Northern Blot Analysis and Ribonuclease Protection Assay-- After 48 h culture with or without ethanol, cells were treated with or without 100 ng/ml LPS in DMEM/10% FBS, and total RNA were isolated with TRIzol reagent following the manufacturer's procedure (Invitrogen, Grand Island, NY). For Northern blot analysis, 10 µg of total RNA was electrophoresed through 1.2% agarose-formaldehyde gels, transferred to GeneScreen Plus membranes (PerkinElmer Life Sciences, Boston, MA) and UV-cross-linked. Based on previously published sequences, four antisense oligonucleotides corresponding to different regions of mature mRNA of murine TNF gene were designed as probes. They were: T1, 5'-TTGACCACAGCGCTGAGTTGGTCCCCCTTCTCCAGCTGGAAGACT-3'; T2, 5'-AAAGTAGACCTGCCCGGACTCCGCAAAGTCTAAGTACTT-3'; T3, 5'-GTGAGGAGCACGTAGTCGGGGCAGCCTTGTCCC-3'; T4, 5'-AGACATAGGCACCGCCTGGAGTTCTGGAAGCCCCCC-3'. The sequences of the probes for 18 S rRNA were 5'-ATGGCTTAATCTTTGAGACAAGCATATGCTACTGGCAGC-3' and 5'-TGCACGCATCCCCCCCCGGGAAGGGGGGTCAGCGCC-3'. Probes were end-labeled with [-³²P]ATP (PerkinElmer Life Sciences). The membranes were prehybridized with Church-Gilbert buffer at 55 °C for 2 h and then hybridized with the same buffer containing the probes overnight. For ribonuclease protection assays, mouse cytokine multiprobe DNA templates (BD PharMingen) and CAT-linearized DNA template (Promega) were used to synthesize in vitro transcribed antisense riboprobes. Ribonuclease protection assays were carried out according to the manufacturer's instructions (Ambion). Samples were then run on 5% sequencing gels, dried, and autoradiographed.

ERK1/2 Activation-- After culture with or without 25 mM ethanol for 48 h, cells were washed once with 2 ml of DMEM/10% FBS. Cells were then treated with or without 100 ng/ml LPS in DMEM/10% FBS. At the end of each treatment, cells were moved to ice, washed with 2 ml of ice-cold phosphate-buffered saline buffer containing 1 mM sodium orthovanadate and 2 mM EDTA and then lysed in lysis buffer (20 mM Tris-HCl, pH 8, 1% Triton X-100, 100 mM NaCl, 2 mM EDTA, 1 mM sodium orthovanadate, 10 mM sodium pyrophosphate, and protease inhibitors (Complete, Roche Molecular Biochemicals, Indianapolis, IN)) for 30 min at 4 °C. Lysates were centrifuged at 14,000 × g for 15 min at 4 °C. 50-80 µg of protein were separated by SDS-PAGE, transferred to polyvinylidene difluoride and probed using anti-phospho ERK1/2 antibodies. Membranes were then stripped and reprobed with anti-ERK1/2 antibodies.

> [Study material]:
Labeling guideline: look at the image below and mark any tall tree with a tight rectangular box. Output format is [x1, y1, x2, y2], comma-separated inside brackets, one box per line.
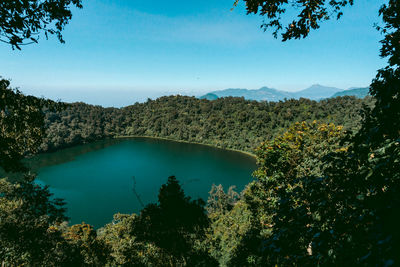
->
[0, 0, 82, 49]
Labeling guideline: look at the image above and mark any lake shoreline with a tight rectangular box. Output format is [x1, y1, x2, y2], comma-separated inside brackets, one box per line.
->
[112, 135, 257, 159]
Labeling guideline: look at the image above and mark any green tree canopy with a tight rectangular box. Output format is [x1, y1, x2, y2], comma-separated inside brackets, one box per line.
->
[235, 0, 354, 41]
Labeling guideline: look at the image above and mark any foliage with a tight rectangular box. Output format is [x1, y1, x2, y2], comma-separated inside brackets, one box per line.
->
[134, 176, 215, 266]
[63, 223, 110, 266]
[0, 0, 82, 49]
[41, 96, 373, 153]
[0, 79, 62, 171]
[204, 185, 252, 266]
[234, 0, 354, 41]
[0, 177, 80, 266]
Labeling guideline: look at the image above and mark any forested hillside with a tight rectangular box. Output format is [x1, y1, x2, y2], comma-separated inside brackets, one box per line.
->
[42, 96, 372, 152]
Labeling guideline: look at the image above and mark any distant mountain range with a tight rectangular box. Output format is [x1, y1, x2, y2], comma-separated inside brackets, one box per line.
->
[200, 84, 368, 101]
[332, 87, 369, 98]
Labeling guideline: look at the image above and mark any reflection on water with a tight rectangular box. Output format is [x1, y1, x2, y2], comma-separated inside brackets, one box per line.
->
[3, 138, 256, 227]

...

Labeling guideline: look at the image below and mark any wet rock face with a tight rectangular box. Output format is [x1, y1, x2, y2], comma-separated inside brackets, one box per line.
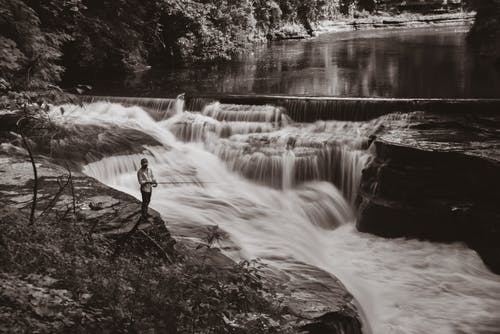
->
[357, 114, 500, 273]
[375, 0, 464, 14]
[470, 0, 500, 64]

> [Work instruction]: Please write out the part of the methods text that opens with the words containing "ERK1/2 Activation-- After" and closes with "with anti-ERK1/2 antibodies.".

> [Task solution]:
ERK1/2 Activation-- After culture with or without 25 mM ethanol for 48 h, cells were washed once with 2 ml of DMEM/10% FBS. Cells were then treated with or without 100 ng/ml LPS in DMEM/10% FBS. At the end of each treatment, cells were moved to ice, washed with 2 ml of ice-cold phosphate-buffered saline buffer containing 1 mM sodium orthovanadate and 2 mM EDTA and then lysed in lysis buffer (20 mM Tris-HCl, pH 8, 1% Triton X-100, 100 mM NaCl, 2 mM EDTA, 1 mM sodium orthovanadate, 10 mM sodium pyrophosphate, and protease inhibitors (Complete, Roche Molecular Biochemicals, Indianapolis, IN)) for 30 min at 4 °C. Lysates were centrifuged at 14,000 × g for 15 min at 4 °C. 50-80 µg of protein were separated by SDS-PAGE, transferred to polyvinylidene difluoride and probed using anti-phospho ERK1/2 antibodies. Membranes were then stripped and reprobed with anti-ERK1/2 antibodies.